Stored items:
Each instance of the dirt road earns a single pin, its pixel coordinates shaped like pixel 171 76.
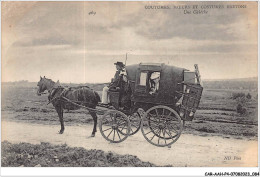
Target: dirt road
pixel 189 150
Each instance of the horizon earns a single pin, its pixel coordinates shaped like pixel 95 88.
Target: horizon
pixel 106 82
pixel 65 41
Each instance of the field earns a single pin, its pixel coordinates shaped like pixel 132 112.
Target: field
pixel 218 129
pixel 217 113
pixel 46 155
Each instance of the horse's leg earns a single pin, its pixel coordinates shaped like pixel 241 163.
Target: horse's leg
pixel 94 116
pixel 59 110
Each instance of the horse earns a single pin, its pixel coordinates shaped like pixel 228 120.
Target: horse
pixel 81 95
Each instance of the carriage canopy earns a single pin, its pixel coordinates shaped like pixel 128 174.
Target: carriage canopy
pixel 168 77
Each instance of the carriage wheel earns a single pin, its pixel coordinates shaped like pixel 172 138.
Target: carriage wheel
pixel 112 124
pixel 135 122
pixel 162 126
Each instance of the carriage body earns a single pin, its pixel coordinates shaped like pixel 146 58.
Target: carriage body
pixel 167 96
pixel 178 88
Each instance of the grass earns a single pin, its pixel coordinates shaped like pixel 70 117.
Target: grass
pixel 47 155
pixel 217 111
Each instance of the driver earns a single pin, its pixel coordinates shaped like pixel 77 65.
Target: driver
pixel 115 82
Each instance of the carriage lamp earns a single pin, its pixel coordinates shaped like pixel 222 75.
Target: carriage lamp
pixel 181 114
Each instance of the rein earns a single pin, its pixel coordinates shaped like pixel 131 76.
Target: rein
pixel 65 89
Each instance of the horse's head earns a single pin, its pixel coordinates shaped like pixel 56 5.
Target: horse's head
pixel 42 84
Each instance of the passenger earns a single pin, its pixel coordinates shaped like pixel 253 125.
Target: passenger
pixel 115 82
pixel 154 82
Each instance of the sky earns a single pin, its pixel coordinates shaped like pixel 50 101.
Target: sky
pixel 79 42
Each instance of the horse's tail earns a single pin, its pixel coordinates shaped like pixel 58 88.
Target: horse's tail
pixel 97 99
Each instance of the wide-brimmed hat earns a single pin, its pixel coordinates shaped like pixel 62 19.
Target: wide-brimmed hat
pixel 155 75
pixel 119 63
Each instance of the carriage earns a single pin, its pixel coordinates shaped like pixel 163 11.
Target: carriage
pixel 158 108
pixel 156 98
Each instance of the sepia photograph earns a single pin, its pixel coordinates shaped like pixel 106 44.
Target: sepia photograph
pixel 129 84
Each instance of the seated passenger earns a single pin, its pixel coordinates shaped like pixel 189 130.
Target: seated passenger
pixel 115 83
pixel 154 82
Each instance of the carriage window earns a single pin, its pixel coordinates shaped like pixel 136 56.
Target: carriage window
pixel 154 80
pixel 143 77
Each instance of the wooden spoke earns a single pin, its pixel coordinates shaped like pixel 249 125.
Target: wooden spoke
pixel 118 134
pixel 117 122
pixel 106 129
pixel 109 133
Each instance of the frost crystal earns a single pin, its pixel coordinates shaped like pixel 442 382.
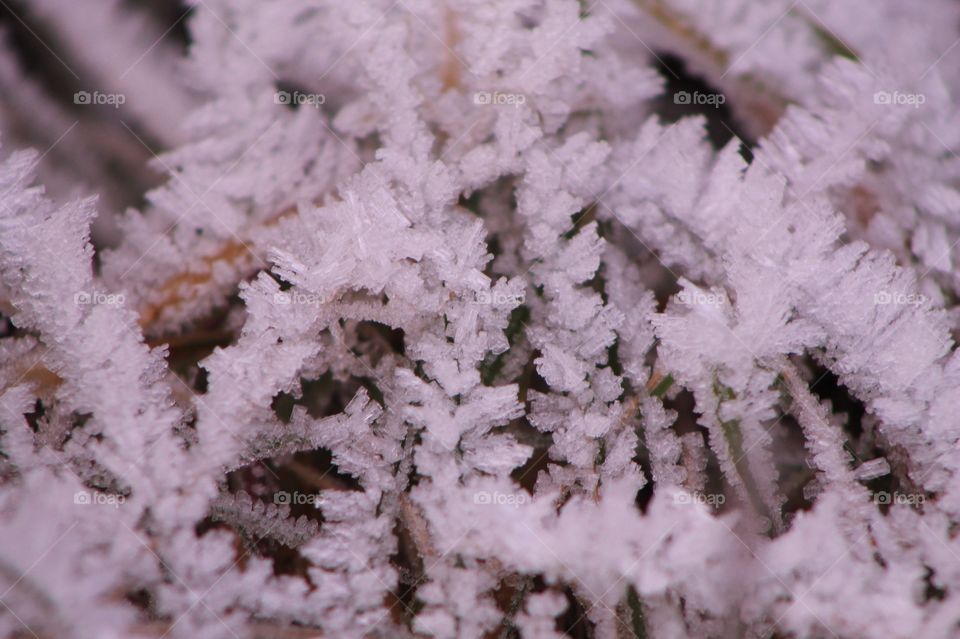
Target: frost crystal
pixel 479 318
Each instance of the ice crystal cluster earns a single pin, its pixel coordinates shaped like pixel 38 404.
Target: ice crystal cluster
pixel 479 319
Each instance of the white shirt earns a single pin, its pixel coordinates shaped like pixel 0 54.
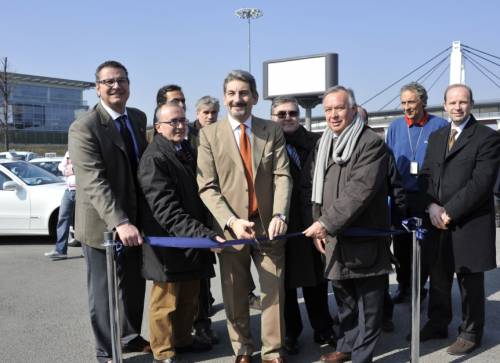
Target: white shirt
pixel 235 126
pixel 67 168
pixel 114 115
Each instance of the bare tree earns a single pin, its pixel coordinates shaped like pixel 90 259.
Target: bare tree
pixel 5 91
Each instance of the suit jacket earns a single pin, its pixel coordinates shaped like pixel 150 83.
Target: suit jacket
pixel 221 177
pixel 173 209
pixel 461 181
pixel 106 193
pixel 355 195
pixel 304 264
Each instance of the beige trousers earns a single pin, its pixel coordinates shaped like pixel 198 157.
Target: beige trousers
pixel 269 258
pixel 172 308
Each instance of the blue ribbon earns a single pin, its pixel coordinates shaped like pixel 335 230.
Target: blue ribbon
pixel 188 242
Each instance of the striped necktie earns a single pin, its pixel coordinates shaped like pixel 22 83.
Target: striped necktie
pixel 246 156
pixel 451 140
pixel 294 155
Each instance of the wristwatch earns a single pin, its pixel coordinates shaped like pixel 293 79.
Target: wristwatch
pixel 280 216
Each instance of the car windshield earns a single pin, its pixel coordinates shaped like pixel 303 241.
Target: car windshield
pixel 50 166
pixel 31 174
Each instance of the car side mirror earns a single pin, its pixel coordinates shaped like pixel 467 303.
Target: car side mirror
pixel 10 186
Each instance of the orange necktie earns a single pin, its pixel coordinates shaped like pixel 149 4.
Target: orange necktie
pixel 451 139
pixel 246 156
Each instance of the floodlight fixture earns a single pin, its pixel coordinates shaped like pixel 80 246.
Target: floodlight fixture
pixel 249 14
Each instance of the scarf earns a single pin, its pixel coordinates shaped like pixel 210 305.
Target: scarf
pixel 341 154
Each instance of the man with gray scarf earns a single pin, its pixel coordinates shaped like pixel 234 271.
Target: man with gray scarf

## Work instruction
Line by line, print the records above exactly, skipping each picture.

## Task response
Each instance of the dirt road earns a single pin, its pixel coordinates shaped like pixel 171 76.
Target: dirt road
pixel 189 150
Each instance of the horizon earns a single pin, its pixel coordinates shaped like pixel 95 88.
Target: horizon
pixel 106 82
pixel 65 41
Each instance of the field earns a single pin, its pixel coordinates shaped like pixel 132 112.
Target: field
pixel 218 129
pixel 217 113
pixel 46 155
Each instance of the horse's leg earns a single pin, its pixel coordinates shaped like pixel 241 163.
Target: horse's leg
pixel 94 116
pixel 59 110
Each instance of the horse earns a single pin, its pixel coordinates shaped like pixel 228 120.
Target: horse
pixel 81 95
Each instance of the carriage canopy earns a single pin, its pixel coordinates shaped like pixel 128 174.
Target: carriage canopy
pixel 168 77
Each instance of the carriage wheel earns a single pin, its pixel coordinates shaped like pixel 172 138.
Target: carriage wheel
pixel 112 124
pixel 135 122
pixel 162 126
Each instance of the carriage body earns a single pin, its pixel coordinates shaped like pixel 146 58.
Target: carriage body
pixel 167 96
pixel 178 88
Each instance of the grass earns a single pin, its pixel coordinates shaped like pixel 70 117.
Target: grass
pixel 47 155
pixel 217 111
Each instance of the driver earns a single pin, its pixel coordinates shaped like pixel 77 65.
Target: driver
pixel 115 82
Each instance of the carriage lamp earns a single pin, its pixel coordinates shaped like pixel 222 75.
Target: carriage lamp
pixel 181 114
Each instance of the rein earns a single pin, its pixel coordinates shaped like pixel 131 76.
Target: rein
pixel 65 89
Each instance of the horse's head earns a single pin, its pixel coordinates shaped like pixel 56 5.
Target: horse's head
pixel 42 84
Each instance of the passenger earns a single pin, its pixel coordinates shaped like pixel 253 125.
Target: passenger
pixel 115 82
pixel 154 82
Each instance of the sky earns a single pin, its pixel coordinates shaped like pixel 50 101.
Target: sky
pixel 79 42
Each instance of the horse's tail earns a single pin, its pixel coordinates shaped like pixel 58 88.
Target: horse's tail
pixel 97 99
Each instance of the wide-brimmed hat earns a single pin, its pixel coordinates shaped like pixel 62 19.
Target: wide-brimmed hat
pixel 155 75
pixel 119 63
Each instance of the carriage earns a single pin, its pixel coordinates shaped like pixel 163 11.
Target: carriage
pixel 158 108
pixel 156 98
Each instance of the sepia photograph earns a single pin, its pixel coordinates shaped like pixel 106 44.
Target: sepia photograph
pixel 129 84
Each instance of the seated passenger earns a single pin, its pixel coordinates shaped like pixel 189 130.
Target: seated passenger
pixel 115 83
pixel 154 82
Each instance of the carriage window earns a single pin, its pixel coordinates shaped like pixel 136 56.
Target: carriage window
pixel 154 80
pixel 143 77
Each instance of the wooden spoke earns a single pin, its pixel coordinates shaped like pixel 249 125.
Target: wooden spoke
pixel 118 134
pixel 117 122
pixel 106 129
pixel 109 133
Each instance of the frost crystal earns a single pin, its pixel coordinates shaped like pixel 442 382.
Target: frost crystal
pixel 479 318
Each instance of the ice crystal cluster earns a single pin, its pixel coordinates shaped like pixel 38 404.
Target: ice crystal cluster
pixel 479 319
Each instance of the white shirt earns a single pin, its pixel coordinates shaped like pixel 0 54.
Target: white shirt
pixel 235 126
pixel 67 168
pixel 114 115
Each instance of the bare tree earns a single pin, its pixel coordinates shaped like pixel 90 259.
Target: bare tree
pixel 5 91
Each instance of the suit jacket earns a single pin, its pixel coordinates shaped like pixel 150 83.
Target: suit jacket
pixel 221 177
pixel 173 209
pixel 461 181
pixel 106 193
pixel 355 195
pixel 304 264
Each instance of the beige trousers earns a single pin, its pixel coordinates shaped like pixel 198 157.
Target: beige trousers
pixel 269 258
pixel 172 308
Each instance of the blue ribbon earns a single pin, its pixel coordinates shaped like pixel 335 230.
Target: blue ribbon
pixel 188 242
Each instance of the striped necktie earns a single pin, its pixel coordinates shaped like pixel 22 83.
Target: striped necktie
pixel 246 156
pixel 451 140
pixel 294 155
Each instance of the wristwatch earns a single pin, its pixel coordinates shaped like pixel 293 79.
Target: wristwatch
pixel 280 216
Each instance of the car windshield earns a single pin, its pixel coordinates shaped like pixel 303 241.
Target: car windshield
pixel 50 166
pixel 31 174
Each instance of the car side mirror earns a single pin, its pixel coordinates shaped like pixel 467 303.
Target: car side mirror
pixel 10 186
Each instance of the orange necktie earns a single pin, its pixel coordinates shaped like pixel 149 4.
Target: orange necktie
pixel 451 139
pixel 246 156
Each instance of the floodlight fixture earns a single pin, its pixel coordinates shaped like pixel 80 246.
Target: floodlight fixture
pixel 249 14
Each instance of the scarf earns a single pin, its pixel coordinates shaped like pixel 210 305.
Target: scarf
pixel 341 154
Each instance of the man with gray scarf earns a single pin, its pixel coordinates shaped like pixel 234 271.
Target: man with gray scarf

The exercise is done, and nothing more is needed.